* [Directive 1] Reproduce the passage of the KijiExpress example job between "val importantCustomerDataWithStateNames = importantCustomerData" and "in tab-separated form.", inclusive.

* [Source document]
# # #
A Simple Example Job

For a demonstration of some common methods on pipes, consider this simple KijiExpress job. At each step, fields in the tuple can be created and operated on.

This script reads customer data from "user-file.txt" and cleans it up. It keeps only users who have spent more than $2, cleans up the data by joining it with side data in "state-names.txt", counts the number of spendy users by state, and writes the result of that to an output file.

This script expects two files in the directory you run it from:

  1. "user-file.txt," which contains user data in the form "username stateID totalSpent" on each line.
  2. "state-names.txt" which contains a mapping from state IDs to state names in the form "numericalID stateName" on each line, for example "1 California".

A detailed description of each part follows the script.

// Read data from a text file.
val input = TextLine("user-file.txt").read

// Split each line on spaces into the fields username, stateId, and totalSpent.
val userDataInput = input.map('line -> ('username, 'stateId, 'totalSpent)) { line: String =>
    // Split the line up on the spaces, and create a tuple with the first, second, and third words
    // in the line, in that order.
    (line.split(" ")(0), line.split(" ")(1), line.split(" ")(2)) }

// Keep only the username, stateId, and totalSpent fields.
val userData = userDataInput.project('username, 'stateId, 'totalSpent)

// Keep only the customers who spent more than $2.00.
val importantCustomerData = userData
    .filter('totalSpent) { totalSpent: String => totalSpent.toDouble > 2.0 }

// Create a new pipeline containing state ID to state name mappings.
val sideData = TextLine("state-names.txt").read
    .map('line -> ('numericalStateId, 'stateName)) { line: String =>
        // Split the line up on the spaces, and create a tuple with the first and second words in
        // the line.
        (line.split(" ")(0), line.split(" ")(1))
    }

// Join the pipelines on the field stateId from "importantCustomerData" and numericalStateId
// from "sideData".
val importantCustomerDataWithStateNames = importantCustomerData
    .joinWithSmaller('stateId -> 'numericalStateId, sideData)
    // Keepy only the userId and stateId fields
    .project('userId, 'stateId)

// Group by the states customers are from and compute the size of each group.
val importantCustomersPerState = importantCustomerDataWithStateNames
    .groupBy('stateName) { group => group.size('customersPerState) }

// Output to a file in tab-separated form.
importantCustomersPerState.write(Tsv("important-customers-by-state.txt"))
# # #
* [Data for this exercise]
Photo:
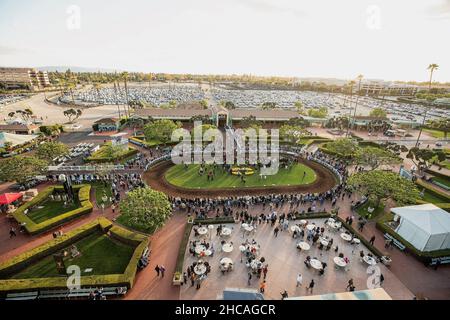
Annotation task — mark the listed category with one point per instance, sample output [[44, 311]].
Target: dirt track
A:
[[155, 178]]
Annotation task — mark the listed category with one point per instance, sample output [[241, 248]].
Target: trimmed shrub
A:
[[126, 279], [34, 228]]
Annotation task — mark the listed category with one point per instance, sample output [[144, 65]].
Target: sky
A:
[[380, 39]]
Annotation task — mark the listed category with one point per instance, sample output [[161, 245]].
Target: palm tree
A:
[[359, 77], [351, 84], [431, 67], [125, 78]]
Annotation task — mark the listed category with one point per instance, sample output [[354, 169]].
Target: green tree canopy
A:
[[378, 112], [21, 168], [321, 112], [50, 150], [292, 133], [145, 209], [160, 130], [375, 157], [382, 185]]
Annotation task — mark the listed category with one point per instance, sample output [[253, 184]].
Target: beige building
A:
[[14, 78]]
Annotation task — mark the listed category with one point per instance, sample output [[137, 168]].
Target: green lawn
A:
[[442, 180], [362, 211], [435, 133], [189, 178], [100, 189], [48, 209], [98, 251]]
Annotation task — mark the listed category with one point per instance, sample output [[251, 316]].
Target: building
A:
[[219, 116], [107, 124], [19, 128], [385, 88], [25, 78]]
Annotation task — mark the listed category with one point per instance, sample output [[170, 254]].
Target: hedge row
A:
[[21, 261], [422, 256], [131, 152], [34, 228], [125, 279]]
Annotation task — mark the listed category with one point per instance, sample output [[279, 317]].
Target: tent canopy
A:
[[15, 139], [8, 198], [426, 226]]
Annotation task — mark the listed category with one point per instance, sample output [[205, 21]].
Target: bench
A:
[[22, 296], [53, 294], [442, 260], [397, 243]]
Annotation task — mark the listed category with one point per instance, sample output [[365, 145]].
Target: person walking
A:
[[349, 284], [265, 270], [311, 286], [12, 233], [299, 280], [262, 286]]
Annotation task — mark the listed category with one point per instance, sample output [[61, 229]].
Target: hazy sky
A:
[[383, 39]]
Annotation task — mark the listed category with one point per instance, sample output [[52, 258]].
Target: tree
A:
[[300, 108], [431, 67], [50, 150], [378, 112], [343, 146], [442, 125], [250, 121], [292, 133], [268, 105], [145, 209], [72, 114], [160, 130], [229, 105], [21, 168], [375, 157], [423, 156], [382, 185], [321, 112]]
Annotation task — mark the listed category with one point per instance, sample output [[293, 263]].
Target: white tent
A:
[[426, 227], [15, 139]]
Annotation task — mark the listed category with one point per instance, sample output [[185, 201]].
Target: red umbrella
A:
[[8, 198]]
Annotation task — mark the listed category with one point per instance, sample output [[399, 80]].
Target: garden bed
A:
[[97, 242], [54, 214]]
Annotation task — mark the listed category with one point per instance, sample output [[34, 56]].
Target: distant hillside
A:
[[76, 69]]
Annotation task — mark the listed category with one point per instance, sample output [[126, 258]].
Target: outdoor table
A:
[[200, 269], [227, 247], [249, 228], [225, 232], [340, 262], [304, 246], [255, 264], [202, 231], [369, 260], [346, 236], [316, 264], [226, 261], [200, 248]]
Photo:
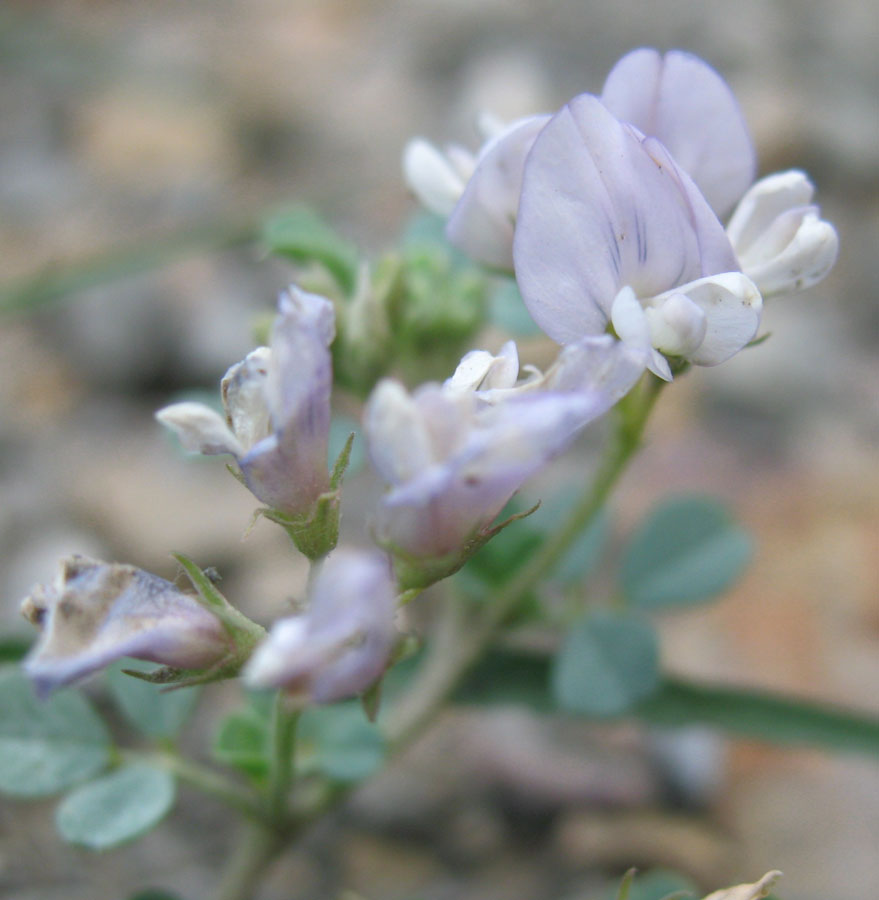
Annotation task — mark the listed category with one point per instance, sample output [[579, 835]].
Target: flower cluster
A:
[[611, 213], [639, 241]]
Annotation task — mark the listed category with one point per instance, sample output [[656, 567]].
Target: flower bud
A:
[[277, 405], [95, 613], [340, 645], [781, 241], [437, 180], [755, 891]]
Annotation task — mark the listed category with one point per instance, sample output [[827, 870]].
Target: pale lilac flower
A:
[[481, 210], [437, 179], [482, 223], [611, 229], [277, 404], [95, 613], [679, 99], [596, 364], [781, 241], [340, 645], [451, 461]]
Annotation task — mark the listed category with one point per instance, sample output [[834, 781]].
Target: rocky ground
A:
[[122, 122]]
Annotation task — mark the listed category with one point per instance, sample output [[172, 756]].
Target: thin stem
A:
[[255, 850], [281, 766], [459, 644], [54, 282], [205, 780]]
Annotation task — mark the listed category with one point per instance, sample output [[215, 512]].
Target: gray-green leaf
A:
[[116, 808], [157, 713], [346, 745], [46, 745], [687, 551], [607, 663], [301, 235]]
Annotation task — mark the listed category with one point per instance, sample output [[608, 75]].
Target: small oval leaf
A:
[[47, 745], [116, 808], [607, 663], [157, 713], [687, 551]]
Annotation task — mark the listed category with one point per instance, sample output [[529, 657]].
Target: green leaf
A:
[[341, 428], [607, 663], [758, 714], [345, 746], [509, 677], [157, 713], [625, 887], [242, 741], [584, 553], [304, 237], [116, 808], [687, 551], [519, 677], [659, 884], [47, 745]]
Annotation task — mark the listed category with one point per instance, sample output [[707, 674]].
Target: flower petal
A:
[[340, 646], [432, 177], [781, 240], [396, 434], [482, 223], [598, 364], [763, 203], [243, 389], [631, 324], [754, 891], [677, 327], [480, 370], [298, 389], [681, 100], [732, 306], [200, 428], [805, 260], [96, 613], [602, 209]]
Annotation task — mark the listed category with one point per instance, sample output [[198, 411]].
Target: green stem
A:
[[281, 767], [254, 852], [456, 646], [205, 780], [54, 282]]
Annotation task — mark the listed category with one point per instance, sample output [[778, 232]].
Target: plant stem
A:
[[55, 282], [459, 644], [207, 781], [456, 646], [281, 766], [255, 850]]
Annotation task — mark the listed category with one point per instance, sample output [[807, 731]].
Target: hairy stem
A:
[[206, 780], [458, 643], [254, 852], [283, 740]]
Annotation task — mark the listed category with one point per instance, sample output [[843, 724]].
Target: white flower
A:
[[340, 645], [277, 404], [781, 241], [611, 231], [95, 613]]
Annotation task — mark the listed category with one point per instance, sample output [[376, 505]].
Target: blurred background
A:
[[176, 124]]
# # #
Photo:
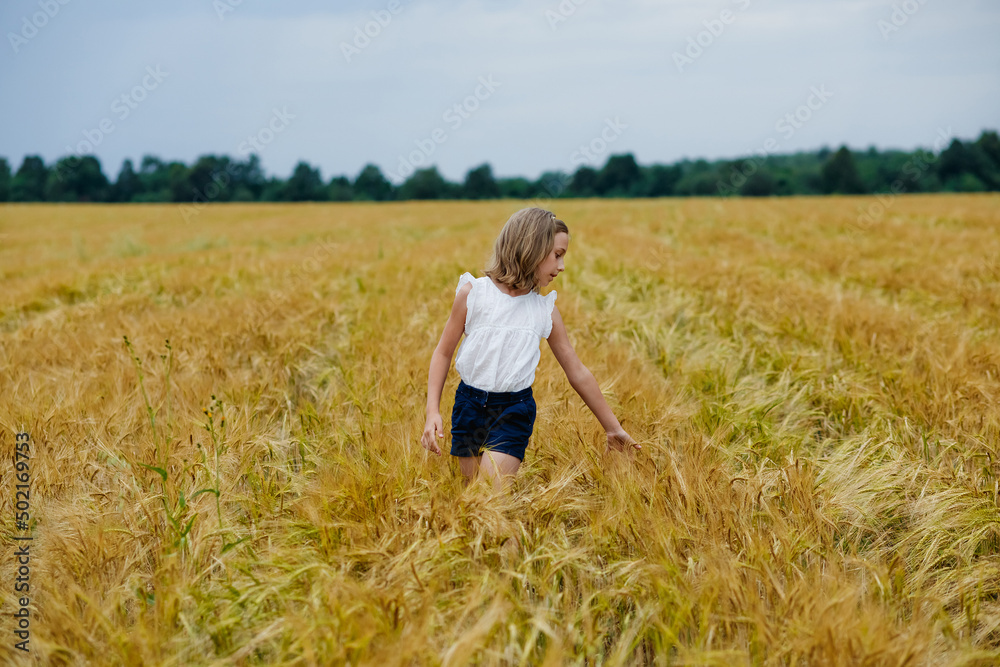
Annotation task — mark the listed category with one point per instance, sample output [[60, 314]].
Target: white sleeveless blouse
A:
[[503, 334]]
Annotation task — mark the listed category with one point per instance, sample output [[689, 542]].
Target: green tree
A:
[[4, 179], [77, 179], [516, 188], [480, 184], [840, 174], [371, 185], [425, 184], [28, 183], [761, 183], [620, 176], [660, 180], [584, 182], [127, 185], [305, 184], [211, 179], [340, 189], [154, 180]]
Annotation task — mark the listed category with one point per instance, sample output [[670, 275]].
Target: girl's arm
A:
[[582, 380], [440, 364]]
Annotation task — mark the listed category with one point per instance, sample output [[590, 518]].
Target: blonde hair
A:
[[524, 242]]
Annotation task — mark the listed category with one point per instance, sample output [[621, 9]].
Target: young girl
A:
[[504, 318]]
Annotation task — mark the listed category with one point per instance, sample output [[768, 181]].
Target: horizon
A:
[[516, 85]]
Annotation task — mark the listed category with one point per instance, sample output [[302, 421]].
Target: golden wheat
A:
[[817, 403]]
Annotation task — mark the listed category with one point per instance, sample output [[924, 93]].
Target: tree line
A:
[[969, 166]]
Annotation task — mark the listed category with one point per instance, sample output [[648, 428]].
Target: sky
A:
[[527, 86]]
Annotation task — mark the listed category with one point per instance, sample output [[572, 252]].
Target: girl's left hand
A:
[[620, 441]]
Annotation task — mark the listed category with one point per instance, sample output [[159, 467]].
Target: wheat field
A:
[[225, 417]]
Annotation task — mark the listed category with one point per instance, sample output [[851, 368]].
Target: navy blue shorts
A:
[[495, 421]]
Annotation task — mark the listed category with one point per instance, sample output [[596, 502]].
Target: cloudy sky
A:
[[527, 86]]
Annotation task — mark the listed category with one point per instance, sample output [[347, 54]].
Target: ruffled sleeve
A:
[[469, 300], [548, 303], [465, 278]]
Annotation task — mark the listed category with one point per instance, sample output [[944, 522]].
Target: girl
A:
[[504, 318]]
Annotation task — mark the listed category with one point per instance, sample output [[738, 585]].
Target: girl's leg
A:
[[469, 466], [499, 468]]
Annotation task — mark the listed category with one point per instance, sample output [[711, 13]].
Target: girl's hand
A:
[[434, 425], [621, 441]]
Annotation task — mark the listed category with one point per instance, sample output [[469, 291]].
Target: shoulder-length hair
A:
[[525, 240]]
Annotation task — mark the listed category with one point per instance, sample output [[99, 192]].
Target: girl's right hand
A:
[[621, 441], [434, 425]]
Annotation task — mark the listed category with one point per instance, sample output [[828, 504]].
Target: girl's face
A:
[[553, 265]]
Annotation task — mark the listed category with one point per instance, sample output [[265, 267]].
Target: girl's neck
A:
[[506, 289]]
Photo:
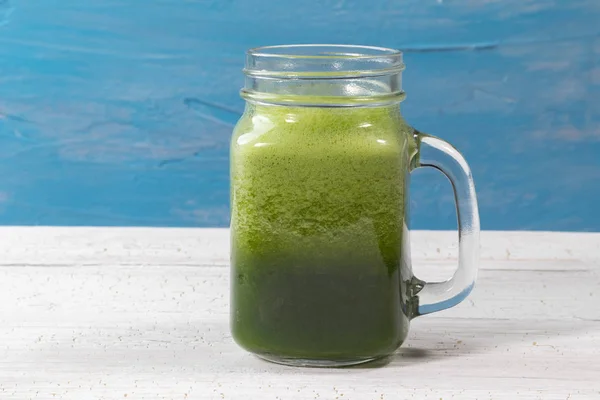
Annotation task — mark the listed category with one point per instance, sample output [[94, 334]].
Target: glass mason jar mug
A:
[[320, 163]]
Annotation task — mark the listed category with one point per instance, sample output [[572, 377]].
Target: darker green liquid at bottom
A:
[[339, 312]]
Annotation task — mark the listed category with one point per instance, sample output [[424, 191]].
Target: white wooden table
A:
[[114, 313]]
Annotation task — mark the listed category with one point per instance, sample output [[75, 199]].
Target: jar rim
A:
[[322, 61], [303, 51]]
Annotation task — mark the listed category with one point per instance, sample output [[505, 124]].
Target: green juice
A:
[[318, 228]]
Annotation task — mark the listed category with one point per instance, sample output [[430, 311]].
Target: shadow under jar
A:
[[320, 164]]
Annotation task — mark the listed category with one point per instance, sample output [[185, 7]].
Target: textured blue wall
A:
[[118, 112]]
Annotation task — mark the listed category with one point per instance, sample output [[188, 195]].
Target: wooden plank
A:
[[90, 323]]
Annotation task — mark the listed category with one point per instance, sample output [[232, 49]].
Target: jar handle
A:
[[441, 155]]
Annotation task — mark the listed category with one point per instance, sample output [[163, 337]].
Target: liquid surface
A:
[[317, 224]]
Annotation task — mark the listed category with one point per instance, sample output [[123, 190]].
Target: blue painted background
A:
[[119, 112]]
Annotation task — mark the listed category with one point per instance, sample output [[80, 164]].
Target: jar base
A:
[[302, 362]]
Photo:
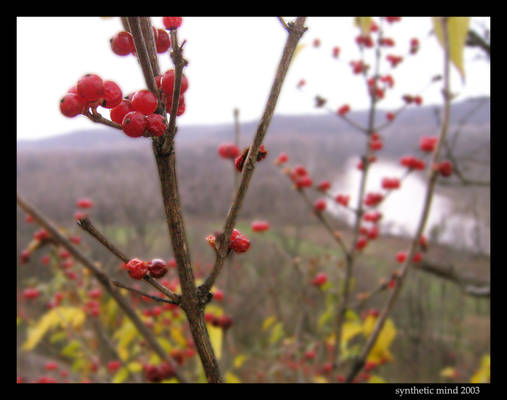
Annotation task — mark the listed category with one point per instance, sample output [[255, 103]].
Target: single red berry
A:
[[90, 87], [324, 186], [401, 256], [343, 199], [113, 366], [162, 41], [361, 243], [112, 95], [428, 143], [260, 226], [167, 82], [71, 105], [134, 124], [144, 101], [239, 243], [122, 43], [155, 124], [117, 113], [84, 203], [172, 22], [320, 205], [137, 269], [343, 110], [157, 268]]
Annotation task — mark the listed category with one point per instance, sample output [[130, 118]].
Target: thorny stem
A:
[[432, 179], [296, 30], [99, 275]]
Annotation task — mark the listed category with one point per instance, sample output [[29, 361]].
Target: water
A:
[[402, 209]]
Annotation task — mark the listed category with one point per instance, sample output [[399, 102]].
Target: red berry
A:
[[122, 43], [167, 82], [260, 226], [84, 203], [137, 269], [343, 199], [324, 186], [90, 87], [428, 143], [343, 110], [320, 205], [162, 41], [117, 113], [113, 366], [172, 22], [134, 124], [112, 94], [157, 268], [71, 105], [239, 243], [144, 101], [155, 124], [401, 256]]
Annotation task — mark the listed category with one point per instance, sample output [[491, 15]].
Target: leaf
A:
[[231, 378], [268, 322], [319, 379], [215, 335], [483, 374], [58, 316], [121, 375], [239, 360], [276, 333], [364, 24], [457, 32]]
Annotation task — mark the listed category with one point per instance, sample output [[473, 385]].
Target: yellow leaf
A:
# # #
* [Directive 2] Write out the lines of the rows between the line holding "output [[302, 421]]." and the line holding "[[969, 166]]", inclusive.

* [Correct answer 1]
val importantCustomerDataWithStateNames = importantCustomerData
    .joinWithSmaller('stateId -> 'numericalStateId, sideData)
    // Keepy only the userId and stateId fields
    .project('userId, 'stateId)

// Group by the states customers are from and compute the size of each group.
val importantCustomersPerState = importantCustomerDataWithStateNames
    .groupBy('stateName) { group => group.size('customersPerState) }

// Output to a file in tab-separated form.

* [Correct answer 2]
Annotation task — mark the listed category with one point per instance, sample output [[302, 421]].
Target: golden wheat
A:
[[817, 403]]
Annotation task — mark the listed category with one point per instance, sample output [[924, 93]].
Target: tree line
A:
[[969, 166]]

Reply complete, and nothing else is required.